What you should do: Convert the lines below into a numbered list, leaving out any blank lines.

Data for the task:
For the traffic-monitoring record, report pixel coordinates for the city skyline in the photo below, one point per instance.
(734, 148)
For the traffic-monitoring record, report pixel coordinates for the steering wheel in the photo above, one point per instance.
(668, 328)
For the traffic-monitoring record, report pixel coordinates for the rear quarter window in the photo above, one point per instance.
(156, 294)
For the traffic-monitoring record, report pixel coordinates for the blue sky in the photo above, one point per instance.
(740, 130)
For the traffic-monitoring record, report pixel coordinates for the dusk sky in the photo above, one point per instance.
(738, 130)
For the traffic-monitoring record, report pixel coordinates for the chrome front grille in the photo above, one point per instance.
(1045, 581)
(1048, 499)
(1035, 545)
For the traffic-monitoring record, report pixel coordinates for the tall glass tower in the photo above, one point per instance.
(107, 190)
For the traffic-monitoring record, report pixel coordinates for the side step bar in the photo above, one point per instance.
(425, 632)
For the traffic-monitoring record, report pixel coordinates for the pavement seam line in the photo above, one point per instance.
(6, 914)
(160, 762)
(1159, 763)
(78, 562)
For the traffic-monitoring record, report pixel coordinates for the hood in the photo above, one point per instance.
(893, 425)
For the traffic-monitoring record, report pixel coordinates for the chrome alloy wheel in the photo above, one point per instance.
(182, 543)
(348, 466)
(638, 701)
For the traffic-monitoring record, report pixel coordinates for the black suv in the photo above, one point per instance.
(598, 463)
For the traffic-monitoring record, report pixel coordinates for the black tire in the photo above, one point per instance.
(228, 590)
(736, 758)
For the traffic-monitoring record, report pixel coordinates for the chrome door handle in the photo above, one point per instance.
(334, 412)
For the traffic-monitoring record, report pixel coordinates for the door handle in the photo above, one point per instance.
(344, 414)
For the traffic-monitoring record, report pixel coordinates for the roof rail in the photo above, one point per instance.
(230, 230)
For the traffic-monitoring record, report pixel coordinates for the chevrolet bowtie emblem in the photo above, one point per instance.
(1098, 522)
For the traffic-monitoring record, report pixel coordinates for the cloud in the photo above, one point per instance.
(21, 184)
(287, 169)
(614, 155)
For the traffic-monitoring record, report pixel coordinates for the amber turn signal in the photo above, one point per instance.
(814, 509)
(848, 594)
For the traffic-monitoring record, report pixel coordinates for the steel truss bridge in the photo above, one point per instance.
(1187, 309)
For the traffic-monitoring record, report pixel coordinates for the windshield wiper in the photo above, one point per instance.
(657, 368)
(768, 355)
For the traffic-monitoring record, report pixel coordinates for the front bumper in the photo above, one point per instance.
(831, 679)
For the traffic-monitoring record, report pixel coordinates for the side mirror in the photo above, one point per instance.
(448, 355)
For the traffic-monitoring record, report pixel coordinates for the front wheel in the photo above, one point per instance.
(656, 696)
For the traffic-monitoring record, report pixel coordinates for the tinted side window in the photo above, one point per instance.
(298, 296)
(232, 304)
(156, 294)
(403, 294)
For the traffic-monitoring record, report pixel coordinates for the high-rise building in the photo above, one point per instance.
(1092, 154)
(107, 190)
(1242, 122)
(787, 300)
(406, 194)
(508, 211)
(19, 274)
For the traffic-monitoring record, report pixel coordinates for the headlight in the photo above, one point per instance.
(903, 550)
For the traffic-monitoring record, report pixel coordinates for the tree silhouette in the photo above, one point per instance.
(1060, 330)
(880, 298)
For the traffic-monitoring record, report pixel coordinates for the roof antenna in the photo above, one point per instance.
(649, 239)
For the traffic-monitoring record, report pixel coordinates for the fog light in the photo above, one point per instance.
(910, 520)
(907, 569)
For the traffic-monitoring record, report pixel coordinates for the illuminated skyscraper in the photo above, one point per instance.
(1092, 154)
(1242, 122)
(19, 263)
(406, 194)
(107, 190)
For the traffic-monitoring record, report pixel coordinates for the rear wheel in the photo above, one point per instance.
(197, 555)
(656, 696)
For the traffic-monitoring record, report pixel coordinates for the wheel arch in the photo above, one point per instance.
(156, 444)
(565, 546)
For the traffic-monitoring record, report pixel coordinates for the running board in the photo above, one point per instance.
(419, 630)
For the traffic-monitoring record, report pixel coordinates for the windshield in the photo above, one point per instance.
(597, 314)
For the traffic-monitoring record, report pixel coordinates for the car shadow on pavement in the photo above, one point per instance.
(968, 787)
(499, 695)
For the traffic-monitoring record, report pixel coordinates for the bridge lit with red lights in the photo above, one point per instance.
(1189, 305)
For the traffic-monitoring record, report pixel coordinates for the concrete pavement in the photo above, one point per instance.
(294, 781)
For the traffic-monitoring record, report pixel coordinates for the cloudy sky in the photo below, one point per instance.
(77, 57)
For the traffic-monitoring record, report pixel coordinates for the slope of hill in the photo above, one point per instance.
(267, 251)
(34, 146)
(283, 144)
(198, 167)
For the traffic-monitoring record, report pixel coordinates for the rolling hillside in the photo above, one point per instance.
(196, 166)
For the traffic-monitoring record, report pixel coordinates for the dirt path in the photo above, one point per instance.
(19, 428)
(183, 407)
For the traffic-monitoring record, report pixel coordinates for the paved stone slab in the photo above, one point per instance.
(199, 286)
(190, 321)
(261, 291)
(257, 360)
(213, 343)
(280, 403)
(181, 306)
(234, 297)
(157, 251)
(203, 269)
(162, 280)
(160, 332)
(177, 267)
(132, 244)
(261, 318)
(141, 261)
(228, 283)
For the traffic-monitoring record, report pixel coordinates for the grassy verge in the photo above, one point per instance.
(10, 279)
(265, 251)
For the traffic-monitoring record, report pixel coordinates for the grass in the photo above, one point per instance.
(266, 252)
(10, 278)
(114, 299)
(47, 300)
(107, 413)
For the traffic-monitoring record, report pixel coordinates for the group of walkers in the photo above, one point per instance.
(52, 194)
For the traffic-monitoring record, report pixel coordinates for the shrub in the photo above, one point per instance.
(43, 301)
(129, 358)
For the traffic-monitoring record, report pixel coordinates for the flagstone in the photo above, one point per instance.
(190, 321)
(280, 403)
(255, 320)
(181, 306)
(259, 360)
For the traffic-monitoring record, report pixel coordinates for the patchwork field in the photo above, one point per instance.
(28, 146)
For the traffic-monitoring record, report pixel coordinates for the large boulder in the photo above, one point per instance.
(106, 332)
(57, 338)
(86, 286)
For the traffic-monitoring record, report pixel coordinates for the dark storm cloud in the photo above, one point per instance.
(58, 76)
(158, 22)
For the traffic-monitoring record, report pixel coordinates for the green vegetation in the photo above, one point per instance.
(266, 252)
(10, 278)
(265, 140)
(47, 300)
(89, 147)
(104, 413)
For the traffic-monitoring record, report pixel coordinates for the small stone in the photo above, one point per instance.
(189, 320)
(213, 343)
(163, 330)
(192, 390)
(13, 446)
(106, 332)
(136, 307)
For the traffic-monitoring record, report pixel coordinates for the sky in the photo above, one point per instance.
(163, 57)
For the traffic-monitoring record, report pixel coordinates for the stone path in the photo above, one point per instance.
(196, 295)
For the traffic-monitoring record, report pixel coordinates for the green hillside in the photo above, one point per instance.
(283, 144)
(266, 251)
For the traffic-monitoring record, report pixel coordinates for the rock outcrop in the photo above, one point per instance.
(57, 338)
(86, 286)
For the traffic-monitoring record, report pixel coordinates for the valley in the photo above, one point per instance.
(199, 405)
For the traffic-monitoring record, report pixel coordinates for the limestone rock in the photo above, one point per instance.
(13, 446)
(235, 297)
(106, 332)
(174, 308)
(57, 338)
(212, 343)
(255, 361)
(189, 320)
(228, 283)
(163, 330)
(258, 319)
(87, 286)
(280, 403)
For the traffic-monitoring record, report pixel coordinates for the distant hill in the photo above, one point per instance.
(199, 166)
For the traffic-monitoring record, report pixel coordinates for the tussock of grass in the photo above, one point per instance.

Response for this exercise:
1. For the traffic-monitoring record, report pixel coordinates for the city skyline in the photo below, one point per instance.
2. (734, 148)
3. For the traffic-monitoring record, report pixel coordinates for the steering wheel in the photo above, one point per instance.
4. (668, 328)
5. For the traffic-monitoring record, report pixel coordinates for the rear quarter window in the photo above, one point per instance.
6. (156, 294)
7. For the traffic-monitoring record, report pixel coordinates for the blue sky in the photo above, one point per instance.
8. (740, 130)
9. For the traffic-monitoring record, report pixel coordinates for the dusk sky in the photo above, one point per instance.
10. (738, 130)
11. For the traffic-monitoring record, report pixel coordinates for the chrome front grille in the photo above, one point per instance.
12. (1045, 581)
13. (1048, 499)
14. (1035, 545)
15. For the traffic-monitoring record, report pixel coordinates for the tall glass tower in the photo above, one point per instance.
16. (107, 190)
17. For the traffic-monitoring record, report pixel coordinates for the side step bar in the photo above, one point per instance.
18. (425, 632)
19. For the traffic-monitoring record, report pixel coordinates for the pavement seam line in the photo above, one point per instance.
20. (6, 914)
21. (160, 762)
22. (1159, 763)
23. (78, 562)
24. For the traffic-monitoring record, report pixel coordinates for the hood in the photo above, one point per instance.
25. (893, 425)
26. For the traffic-monitoring record, report pixel coordinates for the chrome alloy wheel in the photo above, one point per instance.
27. (182, 543)
28. (348, 466)
29. (638, 701)
30. For the traffic-monitoring record, report pixel coordinates for the black suv in the photo above, one point per instance.
31. (598, 463)
32. For the traffic-monitoring record, report pixel coordinates for the black tire in the photo above, one point per instance.
33. (228, 590)
34. (736, 758)
35. For the traffic-monitoring record, report pixel coordinates for the chrome door handle in the photo above, one point per instance.
36. (334, 412)
37. For the traffic-monitoring record, report pixel coordinates for the door handle in the photo above, one point per instance.
38. (344, 414)
39. For the traffic-monitoring record, report pixel coordinates for the roof rail in the photo above, one point per instance.
40. (230, 230)
41. For the traffic-monitoring record, report pixel coordinates for the chevrolet bowtie emblem in the photo above, one point per instance.
42. (1098, 522)
43. For the traffic-monitoring record, report pixel coordinates for the cloud in the photo above, one point per instance.
44. (21, 184)
45. (287, 169)
46. (614, 155)
47. For the traffic-monitoring record, report pixel coordinates for the amber turn signal in the photo above, one point per instance.
48. (814, 509)
49. (848, 594)
50. For the traffic-monitoring record, report pixel coordinates for the steel truss bridge in the photo above, one point per instance.
51. (1187, 309)
52. For the traffic-monitoring record, report pixel coordinates for the windshield wiper in the photo above, one point per instance.
53. (657, 368)
54. (768, 355)
55. For the traffic-monitoring record, report pixel coordinates for the front bumper in the photo above, one point per instance.
56. (831, 679)
57. For the traffic-monitoring record, report pixel coordinates for the side mirror in the photo above, one point per instance.
58. (448, 355)
59. For the traffic-monitoring record, report pixel coordinates for the front wheel in the photo above, one point per instance.
60. (656, 696)
61. For the traffic-monitoring record, report pixel coordinates for the tinted side window in the photo above, one point per instance.
62. (298, 296)
63. (232, 304)
64. (156, 294)
65. (403, 294)
66. For the traffic-monitoring record, report pixel coordinates for the high-rise building in the photo above, one point per instance.
67. (1092, 154)
68. (107, 190)
69. (1242, 122)
70. (787, 300)
71. (406, 194)
72. (508, 211)
73. (19, 274)
74. For the traffic-monitoring record, report pixel coordinates for the headlight in the photo above, one point per instance.
75. (903, 550)
76. For the traffic-monitoring record, report pixel coordinates for the tree silhouette in the photo above, one point per instance.
77. (1060, 330)
78. (880, 298)
79. For the traffic-monitoring record, report pixel coordinates for the roof antenna in the photo above, one point per instance.
80. (649, 239)
81. For the traffic-monitoring record, report pixel coordinates for the fog light in the photo above, one point per instance.
82. (910, 520)
83. (907, 569)
84. For the traffic-monitoring record, report pixel coordinates for the illuminated skyscraper in the photo above, one point per instance.
85. (1092, 154)
86. (1242, 122)
87. (19, 263)
88. (406, 194)
89. (107, 190)
90. For the traffic-monitoring record, report pixel coordinates for the rear wheel in the photo above, one point per instance.
91. (197, 555)
92. (656, 696)
93. For the traffic-monitoring record, report pixel coordinates for the wheel arch in the photo above, one point per instance.
94. (156, 444)
95. (565, 546)
96. For the traffic-monitoring record, report pixel coordinates for the running board in the photo above, one point per instance.
97. (419, 630)
98. For the traffic-monitoring record, report pixel coordinates for the windshield in the photo above, one point per instance.
99. (597, 314)
100. For the traffic-monitoring record, report pixel coordinates for the car shadow on pavement in the photo above, one point per instance.
101. (968, 787)
102. (499, 695)
103. For the traffic-monitoring record, report pixel coordinates for the bridge lit with red lights in the photo above, one point per instance.
104. (1189, 305)
105. For the traffic-monitoring record, report pixel coordinates for the concrete pavement in the photo above, one point per instance.
106. (294, 781)
107. For the traffic-monitoring record, report pixel coordinates for the cloudy sky in the photo below, one point per instance.
108. (77, 57)
109. For the traffic-monitoring record, report pixel coordinates for the slope of hill in the photo above, one point per instance.
110. (267, 251)
111. (34, 146)
112. (283, 144)
113. (198, 167)
114. For the traffic-monitoring record, report pixel coordinates for the rolling hillside in the photo above, one point per instance.
115. (196, 166)
116. For the traffic-monitoring record, report pixel coordinates for the dirt path in the photo above, one point per instance.
117. (19, 428)
118. (183, 407)
119. For the traffic-monitoring record, report pixel coordinates for the paved stone slab in the photo above, one point per instance.
120. (199, 286)
121. (190, 321)
122. (261, 291)
123. (257, 360)
124. (213, 343)
125. (280, 403)
126. (181, 306)
127. (234, 297)
128. (157, 251)
129. (203, 269)
130. (162, 280)
131. (160, 332)
132. (177, 267)
133. (132, 244)
134. (261, 318)
135. (141, 261)
136. (228, 283)
137. For the traffic-monitoring record, report pixel coordinates for the grassy verge in the photo above, one point per instance.
138. (10, 279)
139. (265, 251)
140. For the traffic-monitoring record, report pixel coordinates for the grass in the photo above, one point per instance.
141. (266, 252)
142. (10, 278)
143. (114, 299)
144. (47, 300)
145. (107, 413)
146. For the traffic-monitoring record, report pixel coordinates for the group of walkers in the photo above, one point per instance.
147. (52, 194)
148. For the traffic-monitoring record, report pixel coordinates for the shrub in the photo above, one point per instance.
149. (43, 301)
150. (129, 358)
151. For the traffic-monitoring record, report pixel coordinates for the flagstone in the photo above, one point per instance.
152. (190, 321)
153. (280, 403)
154. (255, 320)
155. (181, 306)
156. (259, 360)
157. For the traffic-monitoring record, report pixel coordinates for the patchwork field in the photo above, one point per instance.
158. (28, 146)
159. For the traffic-monitoring record, report pixel coordinates for the large boulder in the photo above, one point per instance.
160. (106, 332)
161. (57, 338)
162. (86, 286)
163. For the traffic-monitoring record, report pixel coordinates for the dark storm cloud in the photo above, one point per instance.
164. (58, 76)
165. (158, 22)
166. For the traffic-monitoring record, report pixel coordinates for the green vegetation in the photo above, one point per instance.
167. (266, 252)
168. (10, 278)
169. (265, 140)
170. (47, 300)
171. (89, 147)
172. (104, 413)
173. For the traffic-monitoring record, report pixel coordinates for the small stone in the photo above, one point per instance.
174. (189, 320)
175. (213, 343)
176. (163, 330)
177. (192, 390)
178. (13, 446)
179. (106, 332)
180. (136, 307)
181. For the traffic-monitoring record, report pixel coordinates for the sky in the photo above, one point per instance.
182. (163, 57)
183. For the traffic-monitoring record, report pixel coordinates for the stone path in the photo above, one point per instance.
184. (196, 295)
185. For the traffic-monitoring record, report pixel coordinates for the green hillside in the photo above, one point per instance.
186. (283, 144)
187. (266, 251)
188. For the traffic-monitoring record, report pixel coordinates for the rock outcrop in the photo above, one point per instance.
189. (57, 338)
190. (86, 286)
191. For the traffic-monitoring record, report pixel coordinates for the valley in the photo above, one point per instance.
192. (199, 405)
193. For the traffic-monitoring record, report pixel coordinates for the limestone rock in the photo above, one point per instance.
194. (13, 446)
195. (235, 297)
196. (106, 332)
197. (174, 308)
198. (57, 338)
199. (212, 343)
200. (255, 361)
201. (189, 320)
202. (228, 283)
203. (163, 330)
204. (258, 319)
205. (87, 286)
206. (280, 403)
207. For the traffic-monitoring record, report pixel coordinates for the distant hill in the photo above, one point per instance.
208. (199, 166)
209. For the traffic-monitoring record, report pixel coordinates for the tussock of grass in the photo above, one point per instance.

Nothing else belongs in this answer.